抜き出した文章:
青芒川風川にしたがはず 上田五千石
この句を読んだときいっぺんに目の前がひらける感じがした。山登りでちょっとした岩場に出て今まで林に閉ざされていた景色がパノラマで広がる、そんなすがすがしさと似ている。自然を描写した句は多いけど、すかっと気分がよくなる吟行句は案外少ない。川そばの青芒が強い川風にいっせいになびいている。その風向きと川が流れてゆく方向が違う。と、字面だけを追ってゆくと理屈だけになってしまうこの句のどこに引かれるのだろう。川の流れが一望できる高台で、視覚だけでなく頬を打つ風の感触で作者は眺望を捉えているのだ。夏の日にきらめく川の流れる方向に心を乗せて、かつ青芒をなびかせる風を同時に感じた時ひらめいた言葉が作者の身体を走ってゆく。リズムのよいこの句のすがすがしさは、広がる景の空気感を言葉で捉えなおした作者の心の弾みがそのままこちらに伝わってくるからだろう。その時、その場でしか得られない発見の喜びが景の描写に輝きと力を加えているように思う。『遊山』(1994)所収。(三宅やよい)

データの中身:
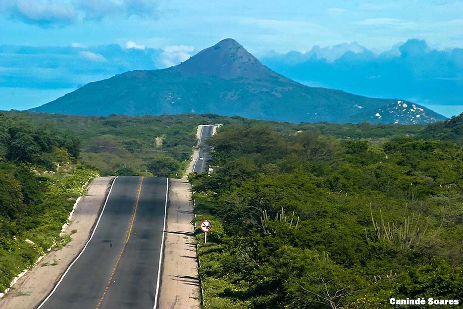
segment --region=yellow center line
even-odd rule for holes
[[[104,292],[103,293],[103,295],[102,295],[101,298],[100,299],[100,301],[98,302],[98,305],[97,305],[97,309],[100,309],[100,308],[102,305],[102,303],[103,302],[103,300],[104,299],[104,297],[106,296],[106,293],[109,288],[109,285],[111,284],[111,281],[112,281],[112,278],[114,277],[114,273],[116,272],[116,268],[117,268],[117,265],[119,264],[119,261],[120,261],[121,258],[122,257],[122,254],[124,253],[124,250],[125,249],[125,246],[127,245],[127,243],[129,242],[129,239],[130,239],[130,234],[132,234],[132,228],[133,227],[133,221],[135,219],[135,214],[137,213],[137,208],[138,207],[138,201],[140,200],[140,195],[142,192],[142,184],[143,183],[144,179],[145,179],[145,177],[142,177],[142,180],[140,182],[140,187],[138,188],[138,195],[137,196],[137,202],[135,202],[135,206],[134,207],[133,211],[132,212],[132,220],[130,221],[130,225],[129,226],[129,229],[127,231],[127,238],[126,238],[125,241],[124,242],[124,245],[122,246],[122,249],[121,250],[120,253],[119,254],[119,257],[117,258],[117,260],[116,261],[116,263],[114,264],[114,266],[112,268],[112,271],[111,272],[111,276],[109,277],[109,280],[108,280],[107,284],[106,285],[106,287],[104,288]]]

練習問題:
**A.** 青芒の句の文章によると、この句はどの本に収められていますか。
**B.** 青芒の句の文章にある「その風向きと川が流れてゆく方向が違う。」という一文を英語に訳してください。
**C.** 青芒の句の文章から、「青芒川風川にしたがはず 上田五千石」で始まり「994)所収。(三宅やよい)」で終わるところまでを、一字も変えずに書き写してください。

解答:
**A.** 『遊山』(1994)

**B.** The direction of that wind differs from the direction in which the river flows.

**C.**
青芒川風川にしたがはず 上田五千石
この句を読んだときいっぺんに目の前がひらける感じがした。山登りでちょっとした岩場に出て今まで林に閉ざされていた景色がパノラマで広がる、そんなすがすがしさと似ている。自然を描写した句は多いけど、すかっと気分がよくなる吟行句は案外少ない。川そばの青芒が強い川風にいっせいになびいている。その風向きと川が流れてゆく方向が違う。と、字面だけを追ってゆくと理屈だけになってしまうこの句のどこに引かれるのだろう。川の流れが一望できる高台で、視覚だけでなく頬を打つ風の感触で作者は眺望を捉えているのだ。夏の日にきらめく川の流れる方向に心を乗せて、かつ青芒をなびかせる風を同時に感じた時ひらめいた言葉が作者の身体を走ってゆく。リズムのよいこの句のすがすがしさは、広がる景の空気感を言葉で捉えなおした作者の心の弾みがそのままこちらに伝わってくるからだろう。その時、その場でしか得られない発見の喜びが景の描写に輝きと力を加えているように思う。『遊山』(1994)所収。(三宅やよい)